◆ **STATED TASK**: Count the lines in the data below that contain the string "fender", treating uppercase and lowercase as different. Reply with the number alone.

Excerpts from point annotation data
--- start ---

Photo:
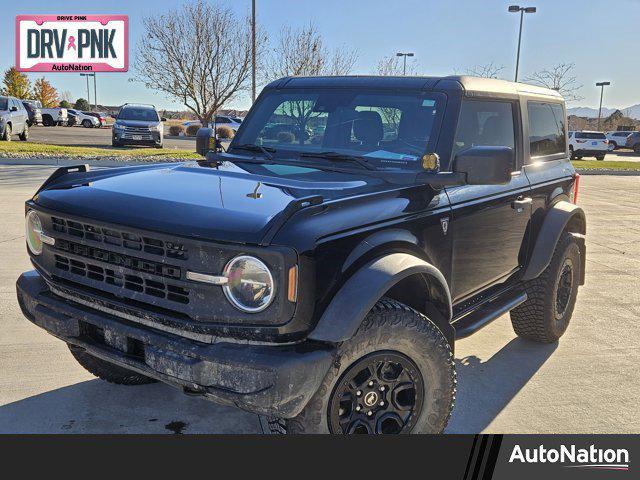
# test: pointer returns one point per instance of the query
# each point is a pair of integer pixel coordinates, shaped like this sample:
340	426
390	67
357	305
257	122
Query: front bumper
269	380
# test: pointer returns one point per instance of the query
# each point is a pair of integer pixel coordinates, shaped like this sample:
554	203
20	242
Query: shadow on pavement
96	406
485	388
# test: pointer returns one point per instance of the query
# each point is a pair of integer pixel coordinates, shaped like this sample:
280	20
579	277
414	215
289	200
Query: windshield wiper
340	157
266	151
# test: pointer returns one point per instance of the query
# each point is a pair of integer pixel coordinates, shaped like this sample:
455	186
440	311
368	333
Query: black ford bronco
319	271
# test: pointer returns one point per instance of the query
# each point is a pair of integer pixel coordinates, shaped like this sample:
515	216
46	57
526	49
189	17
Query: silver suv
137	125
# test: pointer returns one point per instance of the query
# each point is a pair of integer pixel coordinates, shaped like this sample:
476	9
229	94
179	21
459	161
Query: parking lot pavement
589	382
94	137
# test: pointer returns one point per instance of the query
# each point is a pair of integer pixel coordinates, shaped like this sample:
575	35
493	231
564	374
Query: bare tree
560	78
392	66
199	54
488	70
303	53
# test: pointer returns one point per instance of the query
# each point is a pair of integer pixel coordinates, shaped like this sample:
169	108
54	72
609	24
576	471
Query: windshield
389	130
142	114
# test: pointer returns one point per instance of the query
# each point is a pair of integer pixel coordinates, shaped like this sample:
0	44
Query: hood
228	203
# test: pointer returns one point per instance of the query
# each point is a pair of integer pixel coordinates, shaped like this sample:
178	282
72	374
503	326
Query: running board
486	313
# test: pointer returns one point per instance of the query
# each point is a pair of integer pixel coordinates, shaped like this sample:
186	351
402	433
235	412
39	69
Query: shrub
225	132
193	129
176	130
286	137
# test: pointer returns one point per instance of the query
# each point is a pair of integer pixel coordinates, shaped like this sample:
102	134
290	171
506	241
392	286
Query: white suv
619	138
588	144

--- end ---
--- start ---

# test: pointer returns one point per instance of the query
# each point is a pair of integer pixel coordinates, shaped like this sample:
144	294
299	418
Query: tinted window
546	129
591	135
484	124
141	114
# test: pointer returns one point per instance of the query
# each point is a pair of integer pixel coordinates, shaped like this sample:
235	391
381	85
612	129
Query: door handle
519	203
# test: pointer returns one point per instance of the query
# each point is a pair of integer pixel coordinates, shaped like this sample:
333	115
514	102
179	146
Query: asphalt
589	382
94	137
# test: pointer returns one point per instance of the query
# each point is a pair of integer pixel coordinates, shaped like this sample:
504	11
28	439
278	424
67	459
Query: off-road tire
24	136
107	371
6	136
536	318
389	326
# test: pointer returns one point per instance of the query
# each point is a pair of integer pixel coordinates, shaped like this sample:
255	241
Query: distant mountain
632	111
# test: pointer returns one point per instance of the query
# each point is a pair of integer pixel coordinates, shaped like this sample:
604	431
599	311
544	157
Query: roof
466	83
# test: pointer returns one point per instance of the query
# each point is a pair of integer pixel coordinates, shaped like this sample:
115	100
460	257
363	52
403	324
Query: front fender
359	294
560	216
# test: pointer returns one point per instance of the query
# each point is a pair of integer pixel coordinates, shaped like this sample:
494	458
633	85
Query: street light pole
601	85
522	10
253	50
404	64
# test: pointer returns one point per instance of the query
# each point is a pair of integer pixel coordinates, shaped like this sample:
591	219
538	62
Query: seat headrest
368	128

--- end ---
--- start ---

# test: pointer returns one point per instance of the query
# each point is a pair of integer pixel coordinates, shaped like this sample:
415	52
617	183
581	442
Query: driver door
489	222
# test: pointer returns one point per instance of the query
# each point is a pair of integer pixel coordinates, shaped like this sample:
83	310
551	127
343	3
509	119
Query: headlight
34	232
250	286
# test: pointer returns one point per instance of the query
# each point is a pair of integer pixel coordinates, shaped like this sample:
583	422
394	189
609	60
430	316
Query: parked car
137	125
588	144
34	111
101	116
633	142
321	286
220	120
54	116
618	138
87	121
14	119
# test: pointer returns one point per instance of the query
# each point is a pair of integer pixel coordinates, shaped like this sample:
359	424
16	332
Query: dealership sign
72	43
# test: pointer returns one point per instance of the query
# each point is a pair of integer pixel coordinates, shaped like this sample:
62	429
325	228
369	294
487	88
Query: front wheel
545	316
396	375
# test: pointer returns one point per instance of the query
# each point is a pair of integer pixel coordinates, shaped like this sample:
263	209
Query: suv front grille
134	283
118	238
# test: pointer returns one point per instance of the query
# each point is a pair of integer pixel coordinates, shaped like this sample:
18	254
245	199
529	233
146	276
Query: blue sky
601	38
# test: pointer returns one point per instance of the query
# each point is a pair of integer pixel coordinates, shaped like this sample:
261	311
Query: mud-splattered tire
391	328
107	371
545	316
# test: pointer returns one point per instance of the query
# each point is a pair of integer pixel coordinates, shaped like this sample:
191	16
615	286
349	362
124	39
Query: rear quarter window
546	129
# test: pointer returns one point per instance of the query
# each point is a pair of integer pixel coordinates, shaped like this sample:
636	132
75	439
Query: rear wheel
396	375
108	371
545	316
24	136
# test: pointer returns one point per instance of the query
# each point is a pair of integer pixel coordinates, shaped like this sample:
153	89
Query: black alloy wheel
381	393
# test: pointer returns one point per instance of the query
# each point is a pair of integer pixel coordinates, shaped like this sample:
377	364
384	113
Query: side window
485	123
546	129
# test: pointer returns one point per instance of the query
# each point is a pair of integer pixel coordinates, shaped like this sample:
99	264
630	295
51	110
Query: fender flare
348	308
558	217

--- end ---

◆ **COMPLETE RESPONSE**: 2